■ Trecho citado ■
────

Texto de Fabíola Simões
Há alguns meses assisti a uma palestra incrível da
nigeriana Chimamanda Adichie, chamada “O
perigo da história única”. Nela, a escritora discorria sobre como somos
impressionáveis e vulneráveis em face de uma história. Como temos a tendência
de acreditar naquilo que nos contam sobre algo ou alguém e a confiar cegamente
de que essa é a única versão sobre o fato. Como somos susceptíveis a
superficializar nosso contato com a realidade ao criar estereótipos daquilo que
julgamos ser a única possibilidade, mas que é apenas uma versão incompleta da
totalidade.
Mais tarde, lendo “O
Sol é para todos”, novamente percebi o perigo de vivermos cheios de
certezas. A certeza sobre algo ou alguém afasta a possibilidade de sabedoria e
dá margem à arrogância e à cegueira. Numa das passagens do livro de Harper Lee,
um homem, cujo comportamento de “andar
com negros” afronta a cidadezinha preconceituosa do sul dos EUA, revela às
crianças que, ao contrário do que todos dizem, não vive alcoolizado e que a
bebida que carrega dentro do saco de papel não é uísque, e sim refrigerante.
Estupefatas, as crianças lhe perguntam por que ele permite que a sociedade pense
que ele vive bêbado, ao que ele responde: “Procuro
dar um motivo para essas pessoas, sabem? Elas ficam satisfeitas quando
encontram uma explicação. Não é honesto ser assim, mas é muito útil para as
pessoas. Cá entre nós, não sou muito de beber. Mas elas jamais entenderiam que
vivo desse jeito porque quero viver assim”.

────

[Entradas de identificação de locais]

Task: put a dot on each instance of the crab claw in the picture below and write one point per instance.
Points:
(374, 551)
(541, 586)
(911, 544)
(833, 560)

────

■ Exercícios ■
1. Reescreva o trecho do texto sobre a história única que começa em "Texto de Fabíola" e termina em "totalidade.", trocando "palestra" por "conferência".
2. Transforme em lista o parágrafo do texto sobre a história única que começa com "Mais tarde, lendo", mantendo os fatos principais.
Responda com base apenas no texto sobre a história única.

■ Respostas ■
1.
Texto de Fabíola Simões
Há alguns meses assisti a uma conferência incrível da
nigeriana Chimamanda Adichie, chamada “O
perigo da história única”. Nela, a escritora discorria sobre como somos
impressionáveis e vulneráveis em face de uma história. Como temos a tendência
de acreditar naquilo que nos contam sobre algo ou alguém e a confiar cegamente
de que essa é a única versão sobre o fato. Como somos susceptíveis a
superficializar nosso contato com a realidade ao criar estereótipos daquilo que
julgamos ser a única possibilidade, mas que é apenas uma versão incompleta da
totalidade.

2.
- A leitura de "O Sol é para todos" revelou novamente o perigo de viver cheio de certezas.
- A certeza sobre algo ou alguém afasta a sabedoria e abre espaço para a arrogância e a cegueira.
- No livro de Harper Lee, um homem cujo hábito de "andar com negros" afronta uma cidadezinha preconceituosa do sul dos EUA conta às crianças que não vive alcoolizado e que o saco de papel guarda refrigerante, não uísque.
- Quando as crianças perguntam por que ele deixa a sociedade pensar que vive bêbado, ele responde que dá às pessoas uma explicação que as satisfaz, o que não é honesto, mas é útil, pois elas jamais entenderiam que ele vive assim porque quer.